• [Point placement items]
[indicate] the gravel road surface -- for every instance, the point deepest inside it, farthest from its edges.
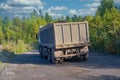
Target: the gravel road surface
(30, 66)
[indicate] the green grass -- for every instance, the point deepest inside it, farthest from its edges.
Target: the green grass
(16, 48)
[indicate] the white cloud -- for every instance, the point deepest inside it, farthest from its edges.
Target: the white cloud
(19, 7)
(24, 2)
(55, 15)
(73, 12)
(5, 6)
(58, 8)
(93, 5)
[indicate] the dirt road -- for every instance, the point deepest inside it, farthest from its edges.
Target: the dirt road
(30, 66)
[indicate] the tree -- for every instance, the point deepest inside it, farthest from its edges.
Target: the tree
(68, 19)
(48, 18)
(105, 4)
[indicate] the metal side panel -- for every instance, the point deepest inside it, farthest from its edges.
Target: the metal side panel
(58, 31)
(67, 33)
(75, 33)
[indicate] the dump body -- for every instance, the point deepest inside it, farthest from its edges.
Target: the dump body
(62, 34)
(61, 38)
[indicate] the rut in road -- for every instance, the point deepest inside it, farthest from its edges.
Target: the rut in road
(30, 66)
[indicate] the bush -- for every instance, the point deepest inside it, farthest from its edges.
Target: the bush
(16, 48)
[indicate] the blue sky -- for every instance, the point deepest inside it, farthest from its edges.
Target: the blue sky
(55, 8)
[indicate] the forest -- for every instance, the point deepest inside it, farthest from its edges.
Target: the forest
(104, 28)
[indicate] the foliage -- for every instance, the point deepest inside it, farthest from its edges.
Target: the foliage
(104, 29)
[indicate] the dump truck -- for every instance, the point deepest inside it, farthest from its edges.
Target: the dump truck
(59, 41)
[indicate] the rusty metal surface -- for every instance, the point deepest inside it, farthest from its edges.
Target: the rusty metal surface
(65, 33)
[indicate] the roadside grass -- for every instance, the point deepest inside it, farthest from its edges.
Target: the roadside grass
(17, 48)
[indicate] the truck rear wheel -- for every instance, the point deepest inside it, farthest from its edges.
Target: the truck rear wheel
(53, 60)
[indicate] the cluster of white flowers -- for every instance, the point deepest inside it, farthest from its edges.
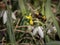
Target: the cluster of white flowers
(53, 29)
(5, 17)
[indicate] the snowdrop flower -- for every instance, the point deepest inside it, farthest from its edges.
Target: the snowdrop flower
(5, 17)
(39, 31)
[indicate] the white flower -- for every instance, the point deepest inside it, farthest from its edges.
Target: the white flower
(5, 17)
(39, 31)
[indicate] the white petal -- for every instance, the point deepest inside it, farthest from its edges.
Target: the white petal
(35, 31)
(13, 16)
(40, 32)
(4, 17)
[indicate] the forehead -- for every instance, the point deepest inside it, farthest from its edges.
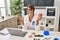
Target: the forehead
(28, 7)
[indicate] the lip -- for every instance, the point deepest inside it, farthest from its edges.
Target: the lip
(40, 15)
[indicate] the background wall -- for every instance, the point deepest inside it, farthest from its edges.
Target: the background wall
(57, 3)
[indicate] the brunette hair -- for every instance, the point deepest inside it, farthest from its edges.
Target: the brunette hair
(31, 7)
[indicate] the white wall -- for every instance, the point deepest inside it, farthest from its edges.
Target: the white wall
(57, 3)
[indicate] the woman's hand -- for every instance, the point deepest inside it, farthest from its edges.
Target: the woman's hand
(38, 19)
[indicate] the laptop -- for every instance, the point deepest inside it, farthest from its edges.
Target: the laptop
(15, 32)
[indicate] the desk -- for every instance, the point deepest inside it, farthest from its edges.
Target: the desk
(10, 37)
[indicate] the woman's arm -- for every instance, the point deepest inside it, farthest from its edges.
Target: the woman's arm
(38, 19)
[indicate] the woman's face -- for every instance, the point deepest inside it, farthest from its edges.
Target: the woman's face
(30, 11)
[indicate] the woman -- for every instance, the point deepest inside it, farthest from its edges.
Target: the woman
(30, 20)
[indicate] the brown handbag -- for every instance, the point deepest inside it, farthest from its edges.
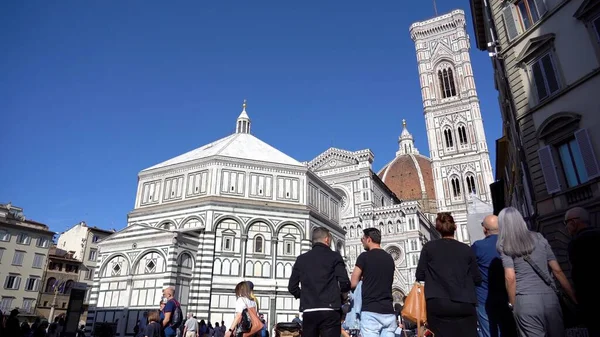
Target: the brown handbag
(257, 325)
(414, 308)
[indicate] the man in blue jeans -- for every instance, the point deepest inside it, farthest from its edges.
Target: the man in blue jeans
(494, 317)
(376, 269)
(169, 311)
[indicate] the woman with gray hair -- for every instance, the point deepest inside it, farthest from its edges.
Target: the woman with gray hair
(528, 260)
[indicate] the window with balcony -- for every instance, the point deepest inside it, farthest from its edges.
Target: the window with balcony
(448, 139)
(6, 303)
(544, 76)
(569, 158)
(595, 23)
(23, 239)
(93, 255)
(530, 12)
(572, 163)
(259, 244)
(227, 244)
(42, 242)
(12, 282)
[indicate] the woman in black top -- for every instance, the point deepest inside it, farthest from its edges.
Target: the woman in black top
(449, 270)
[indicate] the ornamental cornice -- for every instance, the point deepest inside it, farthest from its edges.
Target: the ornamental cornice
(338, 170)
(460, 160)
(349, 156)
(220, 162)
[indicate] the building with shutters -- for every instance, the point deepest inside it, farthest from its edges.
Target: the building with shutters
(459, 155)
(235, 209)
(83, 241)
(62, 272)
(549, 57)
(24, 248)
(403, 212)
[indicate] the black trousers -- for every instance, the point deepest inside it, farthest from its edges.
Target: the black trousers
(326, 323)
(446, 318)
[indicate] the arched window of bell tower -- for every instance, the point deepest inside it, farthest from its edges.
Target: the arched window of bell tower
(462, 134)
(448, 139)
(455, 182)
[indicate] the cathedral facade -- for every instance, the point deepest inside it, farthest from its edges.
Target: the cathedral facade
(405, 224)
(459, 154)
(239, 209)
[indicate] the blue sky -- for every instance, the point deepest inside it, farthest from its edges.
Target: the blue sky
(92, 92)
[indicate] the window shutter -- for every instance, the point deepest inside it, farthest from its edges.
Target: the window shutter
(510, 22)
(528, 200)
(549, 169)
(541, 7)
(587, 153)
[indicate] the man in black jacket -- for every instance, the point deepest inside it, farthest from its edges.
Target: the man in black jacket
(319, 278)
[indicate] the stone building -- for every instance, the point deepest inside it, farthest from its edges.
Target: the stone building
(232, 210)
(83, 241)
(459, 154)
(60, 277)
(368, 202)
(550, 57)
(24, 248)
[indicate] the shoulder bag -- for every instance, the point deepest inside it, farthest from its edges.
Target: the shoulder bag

• [Exercise details] Recast the items above as a Markdown table with the columns No. and Text, giving each line a row number and skipping blank lines. Leave the pictures out of the table.

• [Task result]
| No. | Text |
|---|---|
| 1 | [indicate] the gravel road surface -- for every instance, the point deepest inside it, farthest from its edges. |
| 2 | Target: the gravel road surface |
| 3 | (30, 66) |
| 4 | [indicate] the green grass -- for every instance, the point deepest inside it, farthest from its edges. |
| 5 | Target: the green grass |
| 6 | (16, 48) |
| 7 | [indicate] the white cloud -- for every instance, the point deepest inside it, farthest from its edges. |
| 8 | Target: the white cloud |
| 9 | (19, 7) |
| 10 | (24, 2) |
| 11 | (55, 15) |
| 12 | (73, 12) |
| 13 | (5, 6) |
| 14 | (58, 8) |
| 15 | (93, 5) |
| 16 | [indicate] the dirt road -- for every instance, the point deepest inside it, farthest from its edges. |
| 17 | Target: the dirt road |
| 18 | (30, 66) |
| 19 | [indicate] the tree -- for every instance, the point deepest inside it, farthest from its edges. |
| 20 | Target: the tree |
| 21 | (68, 19) |
| 22 | (48, 18) |
| 23 | (105, 4) |
| 24 | [indicate] the metal side panel -- for every instance, the point deepest inside it, farthest from its edges. |
| 25 | Target: the metal side panel |
| 26 | (58, 31) |
| 27 | (67, 33) |
| 28 | (75, 33) |
| 29 | [indicate] the dump body -- for every instance, the point deepest inside it, farthest from its edges. |
| 30 | Target: the dump body |
| 31 | (62, 34) |
| 32 | (61, 38) |
| 33 | [indicate] the rut in road -- for every instance, the point deepest inside it, farthest from its edges. |
| 34 | Target: the rut in road |
| 35 | (30, 66) |
| 36 | [indicate] the bush -- for every instance, the point deepest inside it, farthest from its edges. |
| 37 | Target: the bush |
| 38 | (16, 48) |
| 39 | [indicate] the blue sky -- for every instance, the point deepest inside it, farthest from its edges. |
| 40 | Target: the blue sky |
| 41 | (55, 8) |
| 42 | [indicate] the forest -- for every instance, the point deepest inside it, farthest from its edges. |
| 43 | Target: the forest |
| 44 | (104, 28) |
| 45 | [indicate] the foliage -- for every instance, the point deepest inside it, farthest from its edges. |
| 46 | Target: the foliage |
| 47 | (104, 29) |
| 48 | [indicate] the dump truck -- for every instance, the point deepest inside it, farthest from its edges. |
| 49 | Target: the dump truck |
| 50 | (59, 41) |
| 51 | [indicate] the rusty metal surface -- for every instance, the point deepest inside it, farthest from its edges. |
| 52 | Target: the rusty metal surface |
| 53 | (65, 33) |
| 54 | [indicate] the roadside grass -- for every instance, the point deepest inside it, farthest from its edges. |
| 55 | Target: the roadside grass |
| 56 | (17, 48) |
| 57 | [indicate] the truck rear wheel -- for every instance, the point deepest inside it, farthest from its edges. |
| 58 | Target: the truck rear wheel |
| 59 | (53, 60) |
| 60 | [indicate] the cluster of white flowers -- for every instance, the point deepest inside it, farthest from its edges. |
| 61 | Target: the cluster of white flowers |
| 62 | (53, 29) |
| 63 | (5, 17) |
| 64 | [indicate] the snowdrop flower -- for every instance, the point deepest inside it, farthest from its edges. |
| 65 | Target: the snowdrop flower |
| 66 | (5, 17) |
| 67 | (39, 31) |
| 68 | [indicate] the white flower -- for every instance, the point deepest inside it, farthest from its edges. |
| 69 | Target: the white flower |
| 70 | (5, 17) |
| 71 | (39, 31) |
| 72 | [indicate] the white petal -- for every instance, the point deepest inside it, farthest from its edges. |
| 73 | Target: the white petal |
| 74 | (35, 31) |
| 75 | (13, 16) |
| 76 | (40, 32) |
| 77 | (4, 17) |
| 78 | [indicate] the forehead -- for every instance, the point deepest inside it, farthest from its edges. |
| 79 | Target: the forehead |
| 80 | (28, 7) |
| 81 | [indicate] the lip -- for every instance, the point deepest inside it, farthest from its edges. |
| 82 | Target: the lip |
| 83 | (40, 15) |
| 84 | [indicate] the background wall -- for every instance, the point deepest inside it, farthest from its edges. |
| 85 | Target: the background wall |
| 86 | (57, 3) |
| 87 | [indicate] the brunette hair -- for every instance, the point deepest inside it, farthest from its edges. |
| 88 | Target: the brunette hair |
| 89 | (31, 7) |
| 90 | [indicate] the white wall -- for every instance, the point deepest inside it, farthest from its edges. |
| 91 | Target: the white wall |
| 92 | (57, 3) |
| 93 | [indicate] the woman's hand -- for every instance, the point deepest inside it, farthest from its edges. |
| 94 | Target: the woman's hand |
| 95 | (38, 19) |
| 96 | [indicate] the laptop -- for every instance, the point deepest inside it, farthest from its edges. |
| 97 | Target: the laptop |
| 98 | (15, 32) |
| 99 | [indicate] the desk -- for every instance, the point deepest inside it, farthest from its edges. |
| 100 | Target: the desk |
| 101 | (10, 37) |
| 102 | [indicate] the woman's arm -- for every instance, the point deepest inside it, farthest from its edges. |
| 103 | Target: the woman's arm |
| 104 | (38, 19) |
| 105 | [indicate] the woman's face -- for every instance, the point deepest inside it, farthest from its edges. |
| 106 | Target: the woman's face |
| 107 | (30, 11) |
| 108 | [indicate] the woman -- for every instance, the point deepest inside it, farthest from its edges. |
| 109 | Target: the woman |
| 110 | (30, 20) |
| 111 | [indicate] the brown handbag -- for every instance, the point deepest inside it, farthest from its edges. |
| 112 | Target: the brown handbag |
| 113 | (257, 325) |
| 114 | (414, 308) |
| 115 | [indicate] the man in blue jeans -- for every instance, the point deepest inside it, farthest from its edges. |
| 116 | Target: the man in blue jeans |
| 117 | (494, 317) |
| 118 | (376, 269) |
| 119 | (169, 311) |
| 120 | [indicate] the woman with gray hair -- for every instance, the point deepest inside it, farthest from its edges. |
| 121 | Target: the woman with gray hair |
| 122 | (528, 260) |
| 123 | [indicate] the window with balcony -- for every instance, the point deepest inside it, farthest from its edges. |
| 124 | Target: the window with balcony |
| 125 | (448, 139) |
| 126 | (6, 303) |
| 127 | (544, 76) |
| 128 | (569, 158) |
| 129 | (595, 23) |
| 130 | (23, 239) |
| 131 | (93, 255) |
| 132 | (530, 12) |
| 133 | (572, 163) |
| 134 | (259, 244) |
| 135 | (227, 244) |
| 136 | (42, 242) |
| 137 | (12, 282) |
| 138 | [indicate] the woman in black top -- for every instance, the point deepest inside it, farthest from its edges. |
| 139 | Target: the woman in black top |
| 140 | (449, 270) |
| 141 | [indicate] the ornamental cornice -- for every instance, the point deepest inside it, farthest from its edges. |
| 142 | Target: the ornamental cornice |
| 143 | (338, 170) |
| 144 | (460, 160) |
| 145 | (349, 156) |
| 146 | (220, 162) |
| 147 | [indicate] the building with shutters -- for every instance, the point deepest inside it, farthest from its edges. |
| 148 | Target: the building with shutters |
| 149 | (459, 155) |
| 150 | (235, 209) |
| 151 | (83, 241) |
| 152 | (62, 272) |
| 153 | (549, 57) |
| 154 | (24, 248) |
| 155 | (403, 212) |
| 156 | [indicate] the black trousers -- for every instance, the point deepest inside it, farthest from its edges. |
| 157 | Target: the black trousers |
| 158 | (326, 323) |
| 159 | (446, 318) |
| 160 | [indicate] the arched window of bell tower -- for every instance, the point deepest inside it, farthest from its edges. |
| 161 | Target: the arched window of bell tower |
| 162 | (462, 134) |
| 163 | (448, 139) |
| 164 | (455, 182) |
| 165 | [indicate] the cathedral facade -- for every instance, the point deepest inside it, farthest from its edges. |
| 166 | Target: the cathedral facade |
| 167 | (405, 224) |
| 168 | (459, 154) |
| 169 | (239, 209) |
| 170 | [indicate] the blue sky -- for every instance, the point deepest inside it, farthest from its edges. |
| 171 | Target: the blue sky |
| 172 | (92, 92) |
| 173 | [indicate] the window shutter -- for every instance, the point deepest inside it, farthest from its edges. |
| 174 | Target: the window shutter |
| 175 | (510, 22) |
| 176 | (528, 200) |
| 177 | (549, 169) |
| 178 | (541, 7) |
| 179 | (587, 153) |
| 180 | [indicate] the man in black jacket -- for every instance, the point deepest inside it, farthest from its edges. |
| 181 | Target: the man in black jacket |
| 182 | (319, 278) |
| 183 | [indicate] the stone building -- for every instance, the point deepest inside it, farthest from its edges. |
| 184 | Target: the stone building |
| 185 | (232, 210) |
| 186 | (83, 241) |
| 187 | (459, 154) |
| 188 | (60, 277) |
| 189 | (368, 202) |
| 190 | (550, 57) |
| 191 | (24, 248) |
| 192 | [indicate] the shoulder bag -- for every instance, the point deepest inside it, farthest from its edges. |
| 193 | Target: the shoulder bag |